::: Reading text

By Manjira Majumdar
The Women’s Reservation Bill – aka The Constitution (108th Amendment) Bill – was first tabled in Parliament in 1996 and reintroduced by various successive governments over subsequent years. The 2008 version of the Bill which, like its earlier avatars, proposes reservation for women of 33 per cent of all seats in the Lok Sabha (ie, 180 of 543) as well as in all state legislative Assemblies, was passed in the Rajya Sabha in 2010. Close to a decade later, the Lok Sabha has yet to vote on it.
Predictably, women’s presence in the national and state legislatures has hardly increased in the interim. The 15th Lok Sabha (2009-14) had been historic in that, for the first time since Independence, women’s representation rose above nine per cent, with 59 Members of Parliament, making up nearly 11 per cent (10.87 per cent) of the total. The 16thLok Sabha (2014-19) saw a marginal increase in the number of female MPs: 62 or just over 11 per cent (11.41 per cent).
The just elected 17th Lok Sabha was unlikely to be radically different. Among the main national parties, the BJP had fielded 45 women out of a total candidate count of 374 (just 12 per cent), the Congress 47 out of 343 (just marginally better at 13.7%). On the other hand, the Trinamool Congress (TMC) in West Bengal and the Biju Janata Dal (BJD) in Odisha had fielded more women this time: 17 out of 42 (over 40 percent) and seven out of 21 (just over 33 per cent) respectively.
If the number of female MPs has jumped from the previous 62 to 78 women this year, it is mainly thanks to a few regional parties. Election 2019 has resulted in the highest ever number of women MPs in Parliament but their share is nowhere near the 33 per cent envisaged in the Women’s Reservation Bill. It is still just 14 per cent.

::::::
::: Listed entries

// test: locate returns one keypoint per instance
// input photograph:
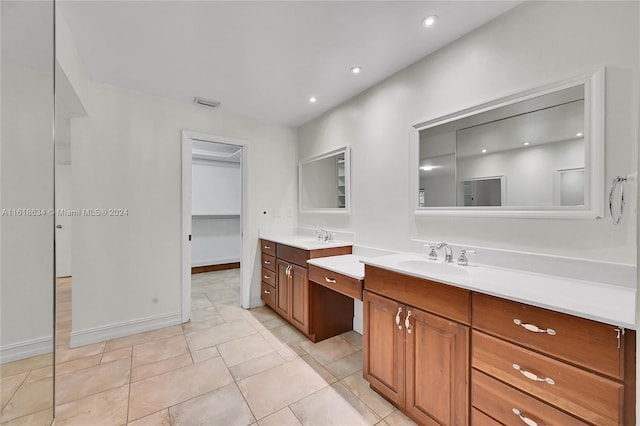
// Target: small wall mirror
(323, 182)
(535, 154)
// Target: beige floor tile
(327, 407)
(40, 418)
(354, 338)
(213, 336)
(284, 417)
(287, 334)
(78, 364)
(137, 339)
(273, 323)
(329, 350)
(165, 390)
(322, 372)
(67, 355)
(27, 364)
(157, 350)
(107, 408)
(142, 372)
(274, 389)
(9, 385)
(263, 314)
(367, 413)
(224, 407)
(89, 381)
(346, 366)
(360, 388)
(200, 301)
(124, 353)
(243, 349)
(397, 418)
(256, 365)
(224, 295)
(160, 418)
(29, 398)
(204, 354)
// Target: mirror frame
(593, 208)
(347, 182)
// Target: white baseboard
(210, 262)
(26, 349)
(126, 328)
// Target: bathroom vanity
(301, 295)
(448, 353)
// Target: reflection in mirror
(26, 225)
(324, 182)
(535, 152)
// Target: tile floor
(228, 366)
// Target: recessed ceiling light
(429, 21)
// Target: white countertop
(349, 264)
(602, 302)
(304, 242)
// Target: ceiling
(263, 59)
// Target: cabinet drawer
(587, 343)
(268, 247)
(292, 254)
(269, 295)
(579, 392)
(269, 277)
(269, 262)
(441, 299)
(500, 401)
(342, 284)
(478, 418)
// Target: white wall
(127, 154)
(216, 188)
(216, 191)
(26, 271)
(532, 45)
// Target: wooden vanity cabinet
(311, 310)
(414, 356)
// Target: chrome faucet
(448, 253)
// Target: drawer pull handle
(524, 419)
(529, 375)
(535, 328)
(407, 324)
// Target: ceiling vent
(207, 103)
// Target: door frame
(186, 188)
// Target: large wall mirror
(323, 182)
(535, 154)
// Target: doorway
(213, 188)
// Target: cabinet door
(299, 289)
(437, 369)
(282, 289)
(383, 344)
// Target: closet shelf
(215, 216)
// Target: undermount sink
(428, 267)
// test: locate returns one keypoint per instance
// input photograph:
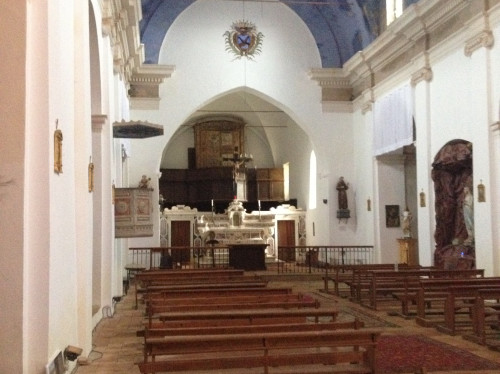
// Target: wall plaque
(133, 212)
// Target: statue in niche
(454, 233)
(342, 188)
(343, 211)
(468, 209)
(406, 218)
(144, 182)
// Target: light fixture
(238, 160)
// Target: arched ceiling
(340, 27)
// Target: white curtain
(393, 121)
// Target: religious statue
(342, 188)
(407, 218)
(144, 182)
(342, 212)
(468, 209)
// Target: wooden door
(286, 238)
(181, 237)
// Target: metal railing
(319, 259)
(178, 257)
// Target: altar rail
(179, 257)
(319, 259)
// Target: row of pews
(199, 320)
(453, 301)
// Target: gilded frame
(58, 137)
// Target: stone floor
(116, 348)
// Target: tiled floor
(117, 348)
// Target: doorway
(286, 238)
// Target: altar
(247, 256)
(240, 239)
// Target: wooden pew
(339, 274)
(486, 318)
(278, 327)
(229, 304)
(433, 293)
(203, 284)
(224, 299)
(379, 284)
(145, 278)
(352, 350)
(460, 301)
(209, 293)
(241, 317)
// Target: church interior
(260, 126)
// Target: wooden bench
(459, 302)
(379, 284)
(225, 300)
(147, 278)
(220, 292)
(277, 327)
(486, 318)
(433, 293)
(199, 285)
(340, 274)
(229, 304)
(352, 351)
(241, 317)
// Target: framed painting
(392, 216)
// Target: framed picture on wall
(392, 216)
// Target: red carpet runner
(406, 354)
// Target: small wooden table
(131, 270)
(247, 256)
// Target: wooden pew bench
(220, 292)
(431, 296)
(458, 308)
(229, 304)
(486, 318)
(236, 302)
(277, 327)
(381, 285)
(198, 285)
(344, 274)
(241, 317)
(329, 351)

::::::

• **Do this**
Can you set down the passage on the Women's Reservation Bill word for word, starting at "Predictably, women’s presence" and ending at "(11.41 per cent)."?

• **Response below**
Predictably, women’s presence in the national and state legislatures has hardly increased in the interim. The 15th Lok Sabha (2009-14) had been historic in that, for the first time since Independence, women’s representation rose above nine per cent, with 59 Members of Parliament, making up nearly 11 per cent (10.87 per cent) of the total. The 16thLok Sabha (2014-19) saw a marginal increase in the number of female MPs: 62 or just over 11 per cent (11.41 per cent).